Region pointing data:

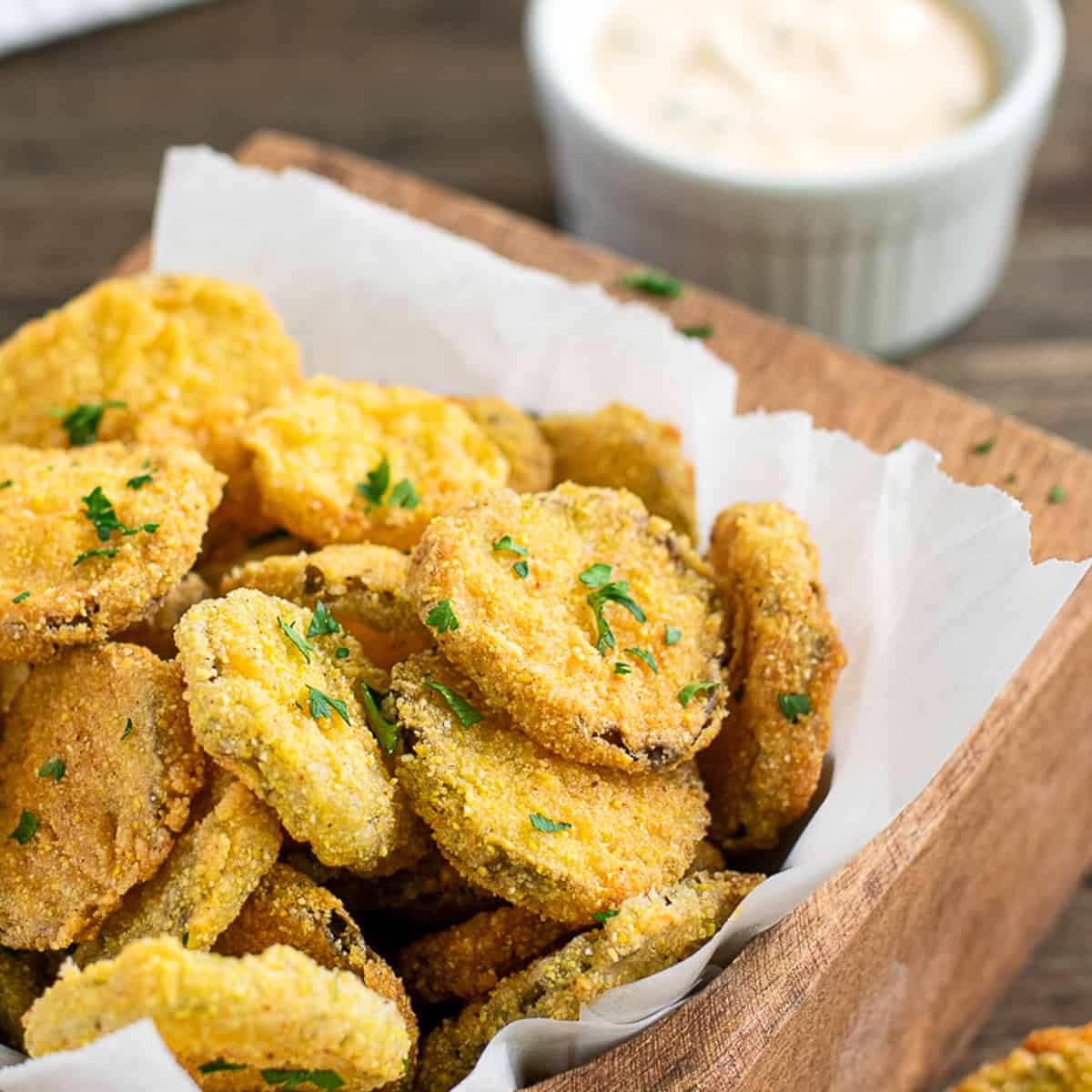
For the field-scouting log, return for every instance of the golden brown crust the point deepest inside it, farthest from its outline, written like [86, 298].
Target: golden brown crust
[44, 530]
[315, 449]
[530, 644]
[649, 934]
[621, 448]
[763, 769]
[278, 1010]
[363, 585]
[123, 796]
[479, 787]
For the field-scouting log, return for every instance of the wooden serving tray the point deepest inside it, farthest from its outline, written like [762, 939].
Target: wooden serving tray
[878, 980]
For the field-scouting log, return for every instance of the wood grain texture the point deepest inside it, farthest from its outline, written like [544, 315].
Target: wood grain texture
[866, 986]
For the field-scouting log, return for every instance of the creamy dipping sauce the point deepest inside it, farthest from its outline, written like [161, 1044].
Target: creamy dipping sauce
[794, 86]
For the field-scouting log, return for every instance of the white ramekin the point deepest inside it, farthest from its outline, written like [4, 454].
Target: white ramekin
[885, 261]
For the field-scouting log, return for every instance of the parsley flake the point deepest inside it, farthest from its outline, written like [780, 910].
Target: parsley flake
[55, 769]
[691, 689]
[300, 642]
[794, 705]
[441, 617]
[386, 732]
[26, 829]
[465, 713]
[320, 704]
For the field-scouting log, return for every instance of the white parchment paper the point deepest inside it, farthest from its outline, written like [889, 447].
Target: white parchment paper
[929, 581]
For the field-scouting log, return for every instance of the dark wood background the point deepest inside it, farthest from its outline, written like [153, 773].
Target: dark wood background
[440, 87]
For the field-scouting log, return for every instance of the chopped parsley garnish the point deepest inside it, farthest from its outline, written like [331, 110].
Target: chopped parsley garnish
[325, 1079]
[599, 578]
[55, 769]
[647, 656]
[82, 423]
[320, 704]
[300, 642]
[219, 1066]
[441, 617]
[322, 622]
[26, 829]
[794, 705]
[653, 282]
[465, 713]
[691, 689]
[386, 732]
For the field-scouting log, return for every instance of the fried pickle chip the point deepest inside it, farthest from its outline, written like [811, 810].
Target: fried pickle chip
[1055, 1059]
[609, 651]
[97, 769]
[621, 448]
[289, 909]
[350, 462]
[520, 440]
[544, 833]
[83, 554]
[363, 585]
[468, 960]
[188, 358]
[649, 933]
[274, 1011]
[763, 769]
[272, 703]
[202, 885]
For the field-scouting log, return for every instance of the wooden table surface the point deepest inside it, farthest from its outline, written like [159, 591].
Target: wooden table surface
[440, 87]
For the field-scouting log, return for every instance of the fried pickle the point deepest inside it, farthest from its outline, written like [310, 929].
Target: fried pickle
[650, 933]
[468, 960]
[1055, 1059]
[363, 585]
[520, 440]
[621, 448]
[97, 770]
[82, 552]
[202, 885]
[609, 651]
[350, 462]
[274, 1011]
[763, 769]
[551, 835]
[281, 711]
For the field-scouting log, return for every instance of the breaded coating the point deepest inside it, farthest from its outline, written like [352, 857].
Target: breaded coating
[621, 448]
[20, 986]
[288, 909]
[363, 585]
[763, 769]
[520, 440]
[97, 769]
[278, 1010]
[412, 453]
[55, 590]
[558, 650]
[191, 358]
[157, 632]
[289, 723]
[1055, 1059]
[541, 831]
[468, 960]
[649, 933]
[202, 885]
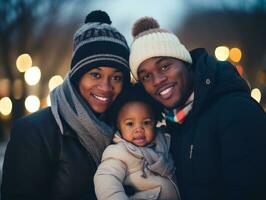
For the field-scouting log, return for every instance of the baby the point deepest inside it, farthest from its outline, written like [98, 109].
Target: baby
[139, 157]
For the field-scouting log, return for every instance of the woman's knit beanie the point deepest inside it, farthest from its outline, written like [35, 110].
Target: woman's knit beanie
[152, 41]
[97, 44]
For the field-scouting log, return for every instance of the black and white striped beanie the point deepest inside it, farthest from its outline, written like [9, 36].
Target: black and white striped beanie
[97, 44]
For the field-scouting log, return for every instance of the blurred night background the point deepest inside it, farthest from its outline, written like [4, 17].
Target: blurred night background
[36, 42]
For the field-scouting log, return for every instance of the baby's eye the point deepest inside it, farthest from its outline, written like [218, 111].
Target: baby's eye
[129, 123]
[95, 75]
[148, 122]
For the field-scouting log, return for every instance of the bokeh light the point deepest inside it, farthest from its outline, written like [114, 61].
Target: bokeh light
[32, 76]
[48, 100]
[5, 106]
[256, 94]
[235, 54]
[221, 53]
[23, 62]
[55, 81]
[17, 89]
[32, 103]
[240, 69]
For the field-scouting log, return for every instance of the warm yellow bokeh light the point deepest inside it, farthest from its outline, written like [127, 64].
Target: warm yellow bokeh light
[222, 53]
[32, 76]
[256, 94]
[240, 69]
[55, 81]
[32, 103]
[23, 62]
[17, 89]
[235, 54]
[5, 106]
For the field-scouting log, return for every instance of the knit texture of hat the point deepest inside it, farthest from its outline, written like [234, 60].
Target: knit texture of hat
[98, 44]
[151, 41]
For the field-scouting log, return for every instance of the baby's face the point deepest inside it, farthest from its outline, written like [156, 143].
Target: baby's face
[136, 123]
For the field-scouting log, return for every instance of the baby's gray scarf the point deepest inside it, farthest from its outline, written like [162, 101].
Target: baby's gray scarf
[93, 133]
[157, 156]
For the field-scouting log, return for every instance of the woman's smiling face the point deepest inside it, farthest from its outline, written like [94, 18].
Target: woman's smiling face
[100, 86]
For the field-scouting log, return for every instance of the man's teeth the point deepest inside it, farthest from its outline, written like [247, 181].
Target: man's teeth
[101, 98]
[165, 91]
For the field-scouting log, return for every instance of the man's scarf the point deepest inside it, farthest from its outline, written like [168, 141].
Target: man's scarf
[178, 115]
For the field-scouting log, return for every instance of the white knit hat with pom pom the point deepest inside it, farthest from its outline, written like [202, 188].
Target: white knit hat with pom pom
[151, 41]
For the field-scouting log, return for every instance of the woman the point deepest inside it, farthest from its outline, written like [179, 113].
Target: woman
[54, 153]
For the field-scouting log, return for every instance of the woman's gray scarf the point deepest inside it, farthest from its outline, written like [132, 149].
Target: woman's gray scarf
[93, 133]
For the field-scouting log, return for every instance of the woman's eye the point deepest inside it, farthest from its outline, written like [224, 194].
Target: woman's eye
[95, 75]
[129, 123]
[164, 67]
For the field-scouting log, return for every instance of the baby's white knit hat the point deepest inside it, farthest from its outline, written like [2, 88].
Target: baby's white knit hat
[151, 41]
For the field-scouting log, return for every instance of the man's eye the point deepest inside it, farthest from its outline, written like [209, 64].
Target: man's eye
[117, 78]
[146, 77]
[95, 75]
[129, 124]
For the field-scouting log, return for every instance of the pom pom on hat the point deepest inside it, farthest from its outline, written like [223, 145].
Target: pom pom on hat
[98, 16]
[144, 24]
[152, 41]
[96, 44]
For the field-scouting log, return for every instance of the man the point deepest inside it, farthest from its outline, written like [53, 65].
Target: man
[218, 131]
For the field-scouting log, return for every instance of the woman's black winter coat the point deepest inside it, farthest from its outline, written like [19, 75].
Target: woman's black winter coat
[41, 163]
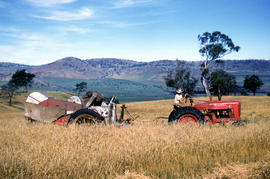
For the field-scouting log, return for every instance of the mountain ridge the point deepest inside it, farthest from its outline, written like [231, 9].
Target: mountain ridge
[150, 73]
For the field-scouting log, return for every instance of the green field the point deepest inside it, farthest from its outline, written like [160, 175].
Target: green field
[125, 90]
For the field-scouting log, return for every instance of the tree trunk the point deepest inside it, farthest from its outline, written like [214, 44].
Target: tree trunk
[10, 99]
[219, 94]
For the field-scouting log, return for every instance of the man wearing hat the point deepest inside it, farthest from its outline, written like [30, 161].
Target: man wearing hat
[179, 99]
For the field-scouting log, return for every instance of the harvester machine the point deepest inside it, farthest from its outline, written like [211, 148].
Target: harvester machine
[90, 109]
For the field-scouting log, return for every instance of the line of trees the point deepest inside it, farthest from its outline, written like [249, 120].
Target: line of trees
[213, 46]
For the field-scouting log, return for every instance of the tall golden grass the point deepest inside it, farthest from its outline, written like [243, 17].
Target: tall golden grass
[143, 150]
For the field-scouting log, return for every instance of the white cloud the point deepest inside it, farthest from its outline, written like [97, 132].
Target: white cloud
[83, 13]
[123, 24]
[3, 4]
[49, 3]
[131, 3]
[78, 30]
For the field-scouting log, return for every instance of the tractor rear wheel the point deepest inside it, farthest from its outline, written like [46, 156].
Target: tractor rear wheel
[188, 114]
[87, 116]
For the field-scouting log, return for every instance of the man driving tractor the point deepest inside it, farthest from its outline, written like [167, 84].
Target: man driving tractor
[179, 99]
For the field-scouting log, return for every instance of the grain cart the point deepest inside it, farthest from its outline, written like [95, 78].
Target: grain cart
[207, 111]
[90, 109]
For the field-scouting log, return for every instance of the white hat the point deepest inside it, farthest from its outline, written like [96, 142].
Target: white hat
[179, 90]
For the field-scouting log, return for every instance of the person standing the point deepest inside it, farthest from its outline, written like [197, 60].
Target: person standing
[179, 99]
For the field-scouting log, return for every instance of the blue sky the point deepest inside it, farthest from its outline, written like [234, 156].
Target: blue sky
[41, 31]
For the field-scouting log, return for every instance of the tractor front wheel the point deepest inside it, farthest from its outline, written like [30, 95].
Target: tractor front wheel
[85, 116]
[188, 114]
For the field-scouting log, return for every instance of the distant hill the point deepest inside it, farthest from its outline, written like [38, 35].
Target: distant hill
[50, 75]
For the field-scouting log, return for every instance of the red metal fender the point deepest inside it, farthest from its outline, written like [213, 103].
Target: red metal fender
[63, 120]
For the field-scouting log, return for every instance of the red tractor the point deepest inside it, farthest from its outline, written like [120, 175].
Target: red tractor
[207, 112]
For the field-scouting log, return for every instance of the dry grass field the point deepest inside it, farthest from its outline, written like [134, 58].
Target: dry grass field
[146, 149]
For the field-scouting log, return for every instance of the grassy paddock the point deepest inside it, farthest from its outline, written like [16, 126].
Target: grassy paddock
[145, 149]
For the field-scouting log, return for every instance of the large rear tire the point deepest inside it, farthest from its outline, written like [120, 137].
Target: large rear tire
[87, 116]
[186, 115]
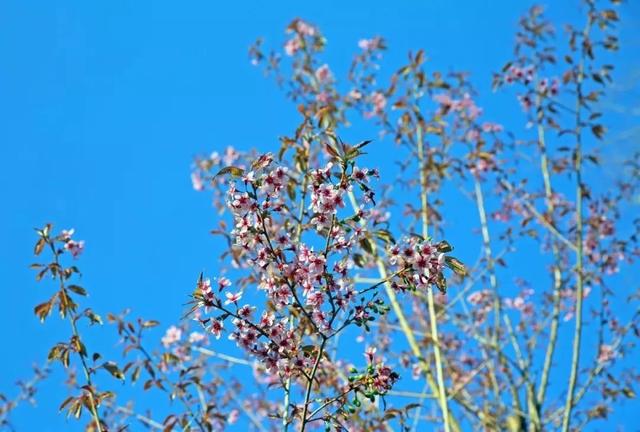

§ Assigned task: Exercise for the records above: copy only the lines from the one with "Target: woman's gray scarf" to the one with "like [211, 148].", both ends kept, and drop the pictures.

§ Answer box:
Target: woman's gray scarf
[93, 133]
For the field-scouting log, return for every instance of the woman's eye the point deepest inside it, farthest from its outline, written like [224, 194].
Target: woman's eye
[95, 75]
[129, 123]
[164, 67]
For the field-scouting log, return for every instance of the baby's white knit hat the point deepest inside it, farthest from its outline, written like [2, 88].
Target: baby's white knit hat
[151, 41]
For the field-scouting log, return for every instance of the man's eye the point deepest inside it, farthest from its outline, written like [209, 64].
Target: man's eye
[117, 78]
[146, 77]
[95, 75]
[129, 124]
For the field-scouting log, return for every instance of the pom pom on hat the point deepest inside it, farthest from its outline, written like [223, 145].
Target: pom pom on hat
[98, 16]
[144, 24]
[152, 41]
[96, 44]
For the field-scouting log, return for every instance of the man the point deepest inside it, farthest from its outline, written like [53, 65].
Target: man
[218, 131]
For the field-scouting log, return for every instance of the woman's black winter coat the point deepest inside it, farthest from its outline, written like [19, 75].
Target: woman's black winter coat
[41, 163]
For the field-scouting log, return for every instance of the mountain ridge the point deepest inside it, farthest from its outline, written like [231, 9].
Target: mountain ridge
[150, 73]
For the field-scouting log, return for every instance of the green field the point deepest inside it, farthest from its outline, written like [160, 175].
Target: green field
[125, 90]
For the field-scouting log, return for every instance of the tree trunk the point deepest inside it, farthest from its outline, written like [214, 44].
Target: tree trunk
[10, 99]
[219, 94]
For the field-scouting log, return for every instance of the man wearing hat the point deepest inside it, farthest from its outline, written like [30, 161].
Target: man wearing hat
[179, 99]
For the field-scouting log, return for every instance of the harvester machine the point deepest inside it, farthest from its outline, written like [211, 148].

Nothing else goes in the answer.